- **Texte du document**:

________________

Belgique
Extrême droite contenue, soulagement parmi les immigrés

(Photo : AFP)
De notre envoyée spéciale en Belgique
Place de Coninck, à Anvers, les télécentres et épiceries africaines collectionnent encore, sur leurs vitrines, les posters de campagne des divers «allochtones» qui se sont présentés lors des municipales du 8 octobre. C’était la fête dimanche soir, dans ce quartier populaire peuplé d’immigrés, à deux pas de la gare centrale. «L’extrême droite n’a pas réussi à progresser, se félicite un Belge d’origine algérienne, et c’est tant mieux». Encore sous le choc du meurtre raciste du 11 mai dernier, commis contre une jeune femme malienne par un neveu d’une députée du Vlaams Belang, Anvers s’est mobilisée contre l’extrême droite. Dans la seconde ville de Belgique (100 000 habitants), un concert organisé le 1er octobre contre le racisme a rassemblé 40 000 personnes.
Le Vlaams Belang (VB), un parti régionaliste d’extrême droite qui a fait campagne sur les thèmes de la propreté et de la sécurité, s’attendait à glaner 40% des voix dans son fief d’Anvers. Pour la première fois depuis des années, il n’y a pas fait de progrès sensible, plafonnant à 33,5% des suffrages, contre 33% lors des municipales de 2000 et 28% en 1994. Populaire, le maire socialiste Patrick Janssens a remporté une victoire incontestable, avec 35% des voix (contre 20% en 2000).

________________

- **Données sources**:
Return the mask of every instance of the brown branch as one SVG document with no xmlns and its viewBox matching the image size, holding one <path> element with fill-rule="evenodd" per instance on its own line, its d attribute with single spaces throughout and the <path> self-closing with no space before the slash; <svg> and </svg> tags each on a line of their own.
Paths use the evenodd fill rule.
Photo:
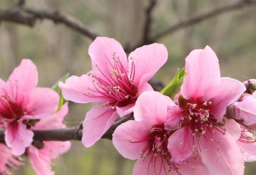
<svg viewBox="0 0 256 175">
<path fill-rule="evenodd" d="M 21 2 L 20 5 L 22 6 L 24 4 L 22 4 L 22 1 Z M 49 12 L 46 10 L 35 10 L 22 8 L 20 6 L 7 10 L 0 9 L 0 21 L 6 21 L 33 27 L 37 20 L 46 19 L 52 20 L 56 24 L 64 24 L 92 40 L 98 36 L 97 34 L 90 31 L 77 20 L 62 14 L 58 11 Z"/>
<path fill-rule="evenodd" d="M 156 4 L 157 0 L 150 0 L 149 5 L 146 9 L 146 20 L 144 26 L 143 42 L 147 43 L 150 42 L 150 34 L 152 23 L 152 12 Z"/>
<path fill-rule="evenodd" d="M 132 115 L 123 117 L 114 122 L 112 126 L 102 136 L 102 138 L 112 139 L 112 134 L 116 128 L 129 120 L 133 120 Z M 51 130 L 33 130 L 34 133 L 33 145 L 37 148 L 43 147 L 42 141 L 67 141 L 70 140 L 81 141 L 82 136 L 83 125 L 81 123 L 76 127 L 63 128 Z M 5 143 L 4 130 L 0 130 L 0 142 Z"/>
<path fill-rule="evenodd" d="M 172 34 L 180 29 L 195 25 L 214 16 L 229 12 L 235 10 L 239 9 L 245 7 L 249 7 L 250 6 L 250 5 L 256 5 L 256 0 L 239 0 L 237 2 L 234 3 L 216 8 L 209 12 L 199 15 L 194 18 L 179 22 L 169 28 L 153 35 L 148 39 L 148 41 L 149 42 L 145 42 L 144 40 L 142 40 L 134 47 L 128 47 L 126 52 L 127 53 L 131 52 L 136 48 L 141 47 L 145 44 L 149 44 L 155 42 L 160 38 L 164 37 L 168 34 Z"/>
<path fill-rule="evenodd" d="M 160 32 L 159 34 L 156 34 L 155 36 L 152 37 L 151 40 L 154 41 L 164 36 L 167 34 L 172 34 L 179 29 L 197 24 L 214 16 L 229 12 L 234 10 L 239 9 L 250 5 L 252 5 L 256 4 L 256 0 L 239 0 L 233 4 L 216 8 L 210 12 L 199 15 L 194 18 L 180 22 Z"/>
</svg>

________________

- **Consignes**:
(a) Répondez aux questions suivantes d'après l'article sur les municipales belges :
(i) Combien de personnes le concert contre le racisme du 1er octobre a-t-il rassemblées ?
(ii) Quel pourcentage des suffrages le Vlaams Belang a-t-il obtenu à Anvers ?
(iii) Quel score le maire Patrick Janssens a-t-il réalisé ?
(b) Convertissez les lignes des entrées du bloc 1 en tableau Markdown à deux colonnes, « Numéro » et « Ligne d'entrée », sans les lignes vides. Omettez les images.
Le texte et les entrées proviennent de sources distinctes.

- **Réponses**:
(a)
(i) 40 000 personnes.
(ii) 33,5 % des suffrages.
(iii) 35 % des voix.

(b)
| Numéro | Ligne d'entrée |
|---|---|
| 1 | Return the mask of every instance of the brown branch as one SVG document with no xmlns and its viewBox matching the image size, holding one <path> element with fill-rule="evenodd" per instance on its own line, its d attribute with single spaces throughout and the <path> self-closing with no space before the slash; <svg> and </svg> tags each on a line of their own. |
| 2 | Paths use the evenodd fill rule. |
| 3 | Photo: |
| 4 | <svg viewBox="0 0 256 175"> |
| 5 | <path fill-rule="evenodd" d="M 21 2 L 20 5 L 22 6 L 24 4 L 22 4 L 22 1 Z M 49 12 L 46 10 L 35 10 L 22 8 L 20 6 L 7 10 L 0 9 L 0 21 L 6 21 L 33 27 L 37 20 L 46 19 L 52 20 L 56 24 L 64 24 L 92 40 L 98 36 L 97 34 L 90 31 L 77 20 L 62 14 L 58 11 Z"/> |
| 6 | <path fill-rule="evenodd" d="M 156 4 L 157 0 L 150 0 L 149 5 L 146 9 L 146 20 L 144 26 L 143 42 L 147 43 L 150 42 L 150 34 L 152 23 L 152 12 Z"/> |
| 7 | <path fill-rule="evenodd" d="M 132 115 L 123 117 L 114 122 L 112 126 L 102 136 L 102 138 L 112 139 L 112 134 L 116 128 L 129 120 L 133 120 Z M 51 130 L 33 130 L 34 133 L 33 145 L 37 148 L 43 147 L 42 141 L 67 141 L 70 140 L 81 141 L 82 136 L 83 125 L 81 123 L 76 127 L 63 128 Z M 5 143 L 4 130 L 0 130 L 0 142 Z"/> |
| 8 | <path fill-rule="evenodd" d="M 172 34 L 180 29 L 195 25 L 214 16 L 229 12 L 235 10 L 239 9 L 245 7 L 249 7 L 250 6 L 250 5 L 256 5 L 256 0 L 239 0 L 237 2 L 234 3 L 216 8 L 209 12 L 199 15 L 194 18 L 179 22 L 169 28 L 153 35 L 148 39 L 148 41 L 149 42 L 145 42 L 144 40 L 142 40 L 134 47 L 128 47 L 126 52 L 127 53 L 131 52 L 136 48 L 141 47 L 145 44 L 149 44 L 155 42 L 160 38 L 164 37 L 168 34 Z"/> |
| 9 | <path fill-rule="evenodd" d="M 160 32 L 159 34 L 156 34 L 155 36 L 152 37 L 151 40 L 154 41 L 164 36 L 167 34 L 172 34 L 179 29 L 197 24 L 214 16 L 229 12 L 234 10 L 239 9 L 250 5 L 252 5 L 256 4 L 256 0 L 239 0 L 233 4 L 216 8 L 210 12 L 199 15 L 194 18 L 180 22 Z"/> |
| 10 | </svg> |